▸ **What is required**
In the listing below, could you give the part that opens with the line containing "Every <instance> marks" and closes with the line containing "205L444 209V221L456 222V208L450" again, replacing "positive clicks" with "foreground clicks" and leaving everything else unchanged?

▸ **Excerpted data**

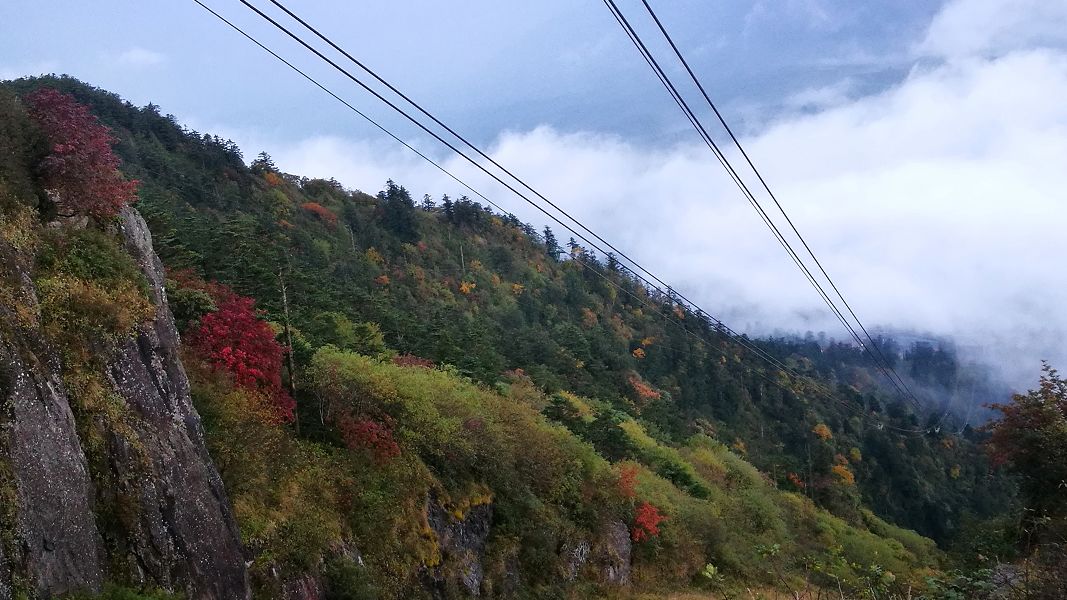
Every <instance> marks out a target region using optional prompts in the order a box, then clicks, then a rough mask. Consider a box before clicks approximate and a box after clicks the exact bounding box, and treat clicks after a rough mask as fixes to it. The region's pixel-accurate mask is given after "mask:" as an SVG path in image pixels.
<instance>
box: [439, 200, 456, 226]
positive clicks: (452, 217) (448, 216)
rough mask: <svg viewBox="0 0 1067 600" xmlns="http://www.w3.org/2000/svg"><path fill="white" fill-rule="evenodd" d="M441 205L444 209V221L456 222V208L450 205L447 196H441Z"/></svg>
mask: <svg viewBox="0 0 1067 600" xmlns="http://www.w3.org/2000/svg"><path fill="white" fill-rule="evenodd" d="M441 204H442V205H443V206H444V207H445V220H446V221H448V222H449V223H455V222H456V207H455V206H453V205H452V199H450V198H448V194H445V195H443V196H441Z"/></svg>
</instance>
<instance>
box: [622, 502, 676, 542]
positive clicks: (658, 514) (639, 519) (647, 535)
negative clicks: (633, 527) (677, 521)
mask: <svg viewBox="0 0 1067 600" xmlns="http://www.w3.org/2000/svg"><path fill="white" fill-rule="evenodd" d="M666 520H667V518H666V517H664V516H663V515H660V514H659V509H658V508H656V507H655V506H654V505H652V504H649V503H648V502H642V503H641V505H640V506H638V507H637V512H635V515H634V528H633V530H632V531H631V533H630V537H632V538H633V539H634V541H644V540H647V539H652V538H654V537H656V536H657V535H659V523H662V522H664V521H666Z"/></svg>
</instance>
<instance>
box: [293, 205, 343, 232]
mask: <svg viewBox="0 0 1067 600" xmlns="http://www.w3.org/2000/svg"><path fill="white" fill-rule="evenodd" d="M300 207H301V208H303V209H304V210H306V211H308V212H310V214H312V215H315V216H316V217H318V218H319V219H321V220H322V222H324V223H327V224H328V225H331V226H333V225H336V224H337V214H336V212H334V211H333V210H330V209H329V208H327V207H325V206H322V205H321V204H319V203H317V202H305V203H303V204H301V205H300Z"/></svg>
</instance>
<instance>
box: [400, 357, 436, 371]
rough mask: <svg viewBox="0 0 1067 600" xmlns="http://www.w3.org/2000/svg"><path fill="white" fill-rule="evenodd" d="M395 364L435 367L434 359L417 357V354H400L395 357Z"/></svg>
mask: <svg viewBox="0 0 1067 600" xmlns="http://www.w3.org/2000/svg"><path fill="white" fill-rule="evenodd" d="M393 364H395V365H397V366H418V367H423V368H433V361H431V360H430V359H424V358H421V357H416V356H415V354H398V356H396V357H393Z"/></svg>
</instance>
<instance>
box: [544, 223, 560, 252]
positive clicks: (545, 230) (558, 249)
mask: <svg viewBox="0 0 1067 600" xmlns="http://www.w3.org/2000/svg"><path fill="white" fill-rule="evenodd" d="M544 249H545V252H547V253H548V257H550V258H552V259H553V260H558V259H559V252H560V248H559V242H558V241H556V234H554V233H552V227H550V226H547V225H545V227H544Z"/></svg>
...
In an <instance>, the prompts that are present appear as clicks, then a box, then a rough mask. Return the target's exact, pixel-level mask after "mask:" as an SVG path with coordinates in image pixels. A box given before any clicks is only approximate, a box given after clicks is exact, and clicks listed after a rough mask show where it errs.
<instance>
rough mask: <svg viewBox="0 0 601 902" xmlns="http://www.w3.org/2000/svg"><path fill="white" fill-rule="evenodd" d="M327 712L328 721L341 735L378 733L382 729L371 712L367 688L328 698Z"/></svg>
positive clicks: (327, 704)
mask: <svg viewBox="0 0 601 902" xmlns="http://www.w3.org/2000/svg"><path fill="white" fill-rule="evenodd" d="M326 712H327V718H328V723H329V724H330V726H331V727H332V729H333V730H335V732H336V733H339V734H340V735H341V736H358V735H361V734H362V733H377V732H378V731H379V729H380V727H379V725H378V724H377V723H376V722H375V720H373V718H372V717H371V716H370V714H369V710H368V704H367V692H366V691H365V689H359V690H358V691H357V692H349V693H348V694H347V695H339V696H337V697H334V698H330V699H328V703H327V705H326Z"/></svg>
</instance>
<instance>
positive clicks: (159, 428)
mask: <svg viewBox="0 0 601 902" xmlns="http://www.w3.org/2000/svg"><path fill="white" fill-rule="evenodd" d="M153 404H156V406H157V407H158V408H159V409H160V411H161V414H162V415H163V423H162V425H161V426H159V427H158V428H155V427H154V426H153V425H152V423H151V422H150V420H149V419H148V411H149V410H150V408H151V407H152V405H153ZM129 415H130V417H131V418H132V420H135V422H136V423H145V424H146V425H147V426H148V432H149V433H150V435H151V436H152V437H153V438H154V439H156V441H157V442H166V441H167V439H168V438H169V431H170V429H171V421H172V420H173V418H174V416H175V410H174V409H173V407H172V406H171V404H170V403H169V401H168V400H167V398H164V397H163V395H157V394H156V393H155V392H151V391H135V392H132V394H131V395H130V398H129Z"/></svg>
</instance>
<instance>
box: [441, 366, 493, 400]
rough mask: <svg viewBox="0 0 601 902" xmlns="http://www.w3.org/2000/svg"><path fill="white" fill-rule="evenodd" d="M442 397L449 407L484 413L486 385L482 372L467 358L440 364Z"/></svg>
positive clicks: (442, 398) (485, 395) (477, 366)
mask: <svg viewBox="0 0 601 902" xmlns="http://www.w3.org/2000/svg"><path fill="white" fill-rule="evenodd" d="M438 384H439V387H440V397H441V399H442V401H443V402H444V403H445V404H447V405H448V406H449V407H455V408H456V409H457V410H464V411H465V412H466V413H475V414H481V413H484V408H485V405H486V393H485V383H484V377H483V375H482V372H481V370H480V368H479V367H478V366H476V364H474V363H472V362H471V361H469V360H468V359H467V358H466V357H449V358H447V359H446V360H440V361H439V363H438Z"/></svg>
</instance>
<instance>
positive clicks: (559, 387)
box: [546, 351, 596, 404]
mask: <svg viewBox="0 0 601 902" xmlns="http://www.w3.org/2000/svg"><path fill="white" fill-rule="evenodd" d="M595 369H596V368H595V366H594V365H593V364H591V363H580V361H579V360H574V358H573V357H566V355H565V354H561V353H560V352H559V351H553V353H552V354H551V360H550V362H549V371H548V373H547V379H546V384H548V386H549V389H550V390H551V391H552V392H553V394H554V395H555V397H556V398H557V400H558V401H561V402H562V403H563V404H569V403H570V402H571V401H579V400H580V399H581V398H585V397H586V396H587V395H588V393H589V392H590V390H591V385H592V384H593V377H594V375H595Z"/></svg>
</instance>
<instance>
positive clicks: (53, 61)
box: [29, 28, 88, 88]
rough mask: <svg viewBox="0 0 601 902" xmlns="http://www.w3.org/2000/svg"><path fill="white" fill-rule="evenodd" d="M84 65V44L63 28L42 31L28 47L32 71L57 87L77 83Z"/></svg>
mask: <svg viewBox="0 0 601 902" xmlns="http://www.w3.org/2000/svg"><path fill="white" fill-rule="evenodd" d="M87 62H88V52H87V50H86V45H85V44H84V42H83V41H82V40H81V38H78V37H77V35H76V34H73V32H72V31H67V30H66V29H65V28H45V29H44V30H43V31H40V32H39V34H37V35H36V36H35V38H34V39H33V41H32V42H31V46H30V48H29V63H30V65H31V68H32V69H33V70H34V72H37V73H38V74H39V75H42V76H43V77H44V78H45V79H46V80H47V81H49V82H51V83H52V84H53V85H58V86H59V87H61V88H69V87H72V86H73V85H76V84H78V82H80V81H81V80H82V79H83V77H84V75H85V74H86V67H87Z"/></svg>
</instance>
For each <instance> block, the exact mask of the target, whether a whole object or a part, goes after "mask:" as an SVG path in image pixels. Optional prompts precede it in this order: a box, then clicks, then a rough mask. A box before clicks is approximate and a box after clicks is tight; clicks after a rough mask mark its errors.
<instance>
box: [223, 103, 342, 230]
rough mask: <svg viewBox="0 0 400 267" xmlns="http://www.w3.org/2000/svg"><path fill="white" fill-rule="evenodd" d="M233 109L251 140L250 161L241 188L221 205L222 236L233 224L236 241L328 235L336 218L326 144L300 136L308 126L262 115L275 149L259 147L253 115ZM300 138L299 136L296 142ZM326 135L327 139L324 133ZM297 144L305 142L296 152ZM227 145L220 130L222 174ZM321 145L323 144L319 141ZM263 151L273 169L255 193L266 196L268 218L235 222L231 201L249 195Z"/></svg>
* * *
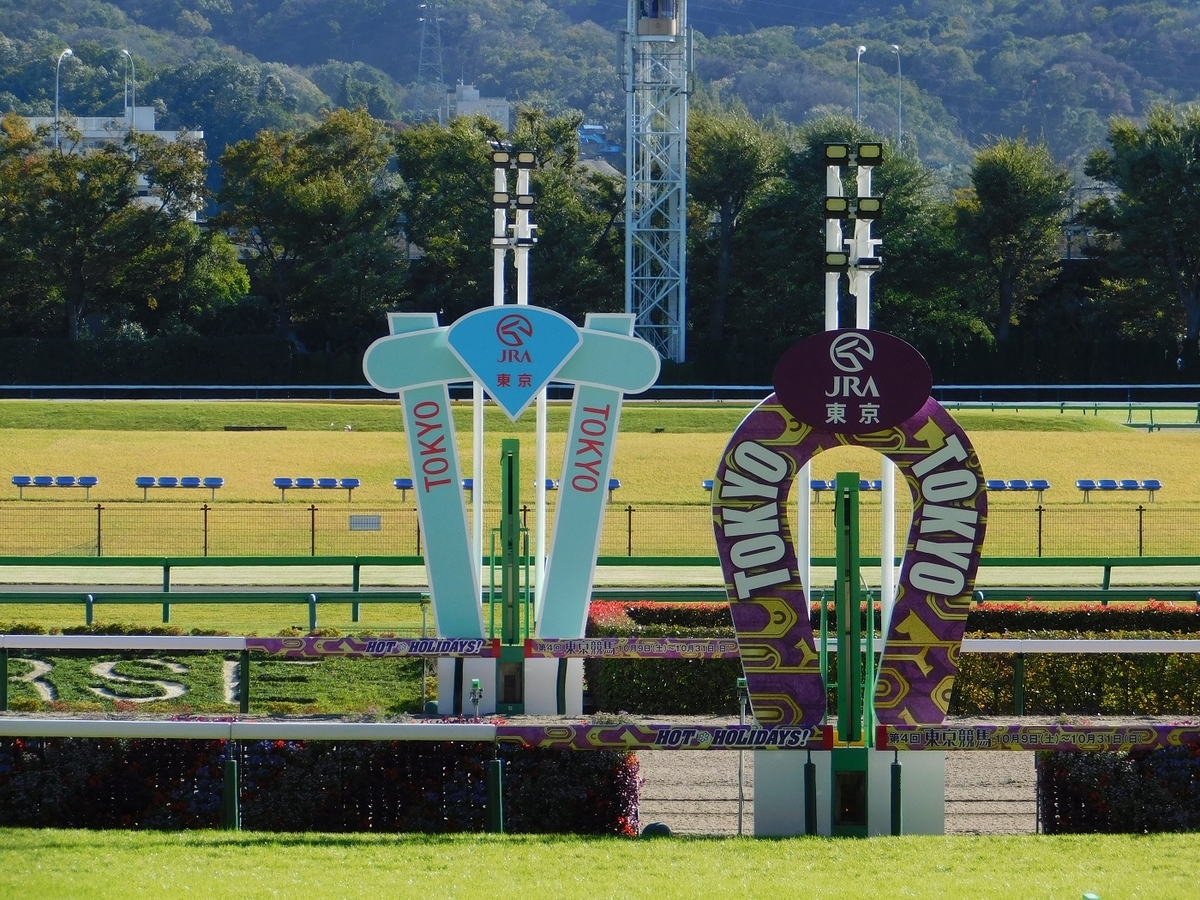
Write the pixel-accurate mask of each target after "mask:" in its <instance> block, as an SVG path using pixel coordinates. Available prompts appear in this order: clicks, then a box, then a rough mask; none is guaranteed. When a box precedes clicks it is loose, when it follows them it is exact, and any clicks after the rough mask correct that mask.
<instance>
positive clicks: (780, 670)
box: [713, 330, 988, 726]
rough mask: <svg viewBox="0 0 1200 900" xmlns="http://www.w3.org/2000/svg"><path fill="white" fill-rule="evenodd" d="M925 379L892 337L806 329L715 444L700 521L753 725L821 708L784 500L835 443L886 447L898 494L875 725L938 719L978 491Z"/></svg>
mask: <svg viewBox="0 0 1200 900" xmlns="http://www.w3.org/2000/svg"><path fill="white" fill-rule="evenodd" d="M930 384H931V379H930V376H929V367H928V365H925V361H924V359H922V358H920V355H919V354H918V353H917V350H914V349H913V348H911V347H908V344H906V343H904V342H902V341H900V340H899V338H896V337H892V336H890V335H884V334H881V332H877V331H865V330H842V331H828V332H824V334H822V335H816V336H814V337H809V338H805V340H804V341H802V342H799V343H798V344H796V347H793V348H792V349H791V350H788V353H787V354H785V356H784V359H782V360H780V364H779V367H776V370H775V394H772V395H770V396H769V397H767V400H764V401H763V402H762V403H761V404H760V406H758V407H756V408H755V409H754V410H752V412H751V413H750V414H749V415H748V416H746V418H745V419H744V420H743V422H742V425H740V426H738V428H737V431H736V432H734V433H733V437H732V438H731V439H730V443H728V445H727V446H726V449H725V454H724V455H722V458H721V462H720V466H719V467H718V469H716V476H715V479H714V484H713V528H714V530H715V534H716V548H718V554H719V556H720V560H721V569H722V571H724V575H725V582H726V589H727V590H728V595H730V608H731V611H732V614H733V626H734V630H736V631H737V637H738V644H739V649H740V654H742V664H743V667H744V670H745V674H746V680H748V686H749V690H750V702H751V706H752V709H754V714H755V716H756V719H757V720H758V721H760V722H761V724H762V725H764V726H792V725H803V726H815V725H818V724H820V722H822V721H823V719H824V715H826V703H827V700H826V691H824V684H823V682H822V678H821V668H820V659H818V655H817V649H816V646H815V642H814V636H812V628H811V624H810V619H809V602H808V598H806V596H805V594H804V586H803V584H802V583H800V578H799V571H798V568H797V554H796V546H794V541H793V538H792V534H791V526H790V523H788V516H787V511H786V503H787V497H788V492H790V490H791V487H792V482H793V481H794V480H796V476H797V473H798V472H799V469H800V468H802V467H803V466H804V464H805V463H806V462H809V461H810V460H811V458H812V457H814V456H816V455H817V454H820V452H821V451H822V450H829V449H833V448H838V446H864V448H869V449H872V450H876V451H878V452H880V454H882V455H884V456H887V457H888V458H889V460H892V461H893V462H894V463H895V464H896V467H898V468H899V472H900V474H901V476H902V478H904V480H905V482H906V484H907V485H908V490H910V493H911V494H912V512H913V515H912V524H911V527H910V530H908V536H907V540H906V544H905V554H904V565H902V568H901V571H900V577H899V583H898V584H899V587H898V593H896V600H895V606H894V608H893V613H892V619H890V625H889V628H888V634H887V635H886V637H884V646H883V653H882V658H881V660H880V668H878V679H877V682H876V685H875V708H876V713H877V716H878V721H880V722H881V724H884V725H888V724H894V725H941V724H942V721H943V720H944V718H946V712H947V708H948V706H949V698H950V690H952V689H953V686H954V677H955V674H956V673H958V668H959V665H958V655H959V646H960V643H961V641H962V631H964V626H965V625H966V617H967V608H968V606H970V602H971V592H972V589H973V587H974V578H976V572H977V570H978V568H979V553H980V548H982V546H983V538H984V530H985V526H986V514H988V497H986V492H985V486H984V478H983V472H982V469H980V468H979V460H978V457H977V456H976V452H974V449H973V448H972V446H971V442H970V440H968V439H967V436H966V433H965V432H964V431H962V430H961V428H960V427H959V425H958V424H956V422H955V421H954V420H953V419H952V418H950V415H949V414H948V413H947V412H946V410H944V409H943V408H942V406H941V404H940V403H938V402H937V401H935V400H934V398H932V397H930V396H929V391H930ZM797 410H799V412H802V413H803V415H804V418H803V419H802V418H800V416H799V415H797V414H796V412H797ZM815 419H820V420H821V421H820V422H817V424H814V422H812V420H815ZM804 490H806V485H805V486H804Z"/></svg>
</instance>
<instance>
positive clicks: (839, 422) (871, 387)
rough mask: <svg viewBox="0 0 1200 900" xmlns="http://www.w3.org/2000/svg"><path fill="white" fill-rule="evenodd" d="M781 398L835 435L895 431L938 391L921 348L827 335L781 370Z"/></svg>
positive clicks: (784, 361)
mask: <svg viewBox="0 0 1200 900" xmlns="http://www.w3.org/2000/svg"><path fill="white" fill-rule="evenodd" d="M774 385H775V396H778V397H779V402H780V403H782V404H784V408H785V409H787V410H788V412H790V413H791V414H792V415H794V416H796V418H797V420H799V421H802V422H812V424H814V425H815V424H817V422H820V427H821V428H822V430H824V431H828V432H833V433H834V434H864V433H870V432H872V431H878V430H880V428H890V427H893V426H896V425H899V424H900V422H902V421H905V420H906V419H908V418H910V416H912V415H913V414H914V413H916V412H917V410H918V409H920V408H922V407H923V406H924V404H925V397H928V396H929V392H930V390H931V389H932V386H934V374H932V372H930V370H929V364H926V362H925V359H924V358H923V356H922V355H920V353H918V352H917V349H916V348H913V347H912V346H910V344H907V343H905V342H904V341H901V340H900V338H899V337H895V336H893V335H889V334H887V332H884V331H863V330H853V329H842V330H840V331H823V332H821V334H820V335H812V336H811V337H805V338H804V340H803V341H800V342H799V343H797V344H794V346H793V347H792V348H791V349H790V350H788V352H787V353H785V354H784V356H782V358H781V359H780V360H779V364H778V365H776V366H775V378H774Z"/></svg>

▸ **Response to this exercise**
Every <instance> marks out a target region using optional prompts in the order a box, then clicks, then a rough mask. Consider a box before clicks approximate and a box after clicks the exact bounding box, and treat clicks after a rough mask as fixes to it. The region's pixel-accurate mask is given after "mask:" as an SVG path in image pixels.
<instance>
box: [439, 200, 456, 226]
foreground clicks: (452, 217) (448, 216)
rough mask: <svg viewBox="0 0 1067 600" xmlns="http://www.w3.org/2000/svg"><path fill="white" fill-rule="evenodd" d="M441 205L444 209V221L456 222V208L450 205L447 196H441Z"/></svg>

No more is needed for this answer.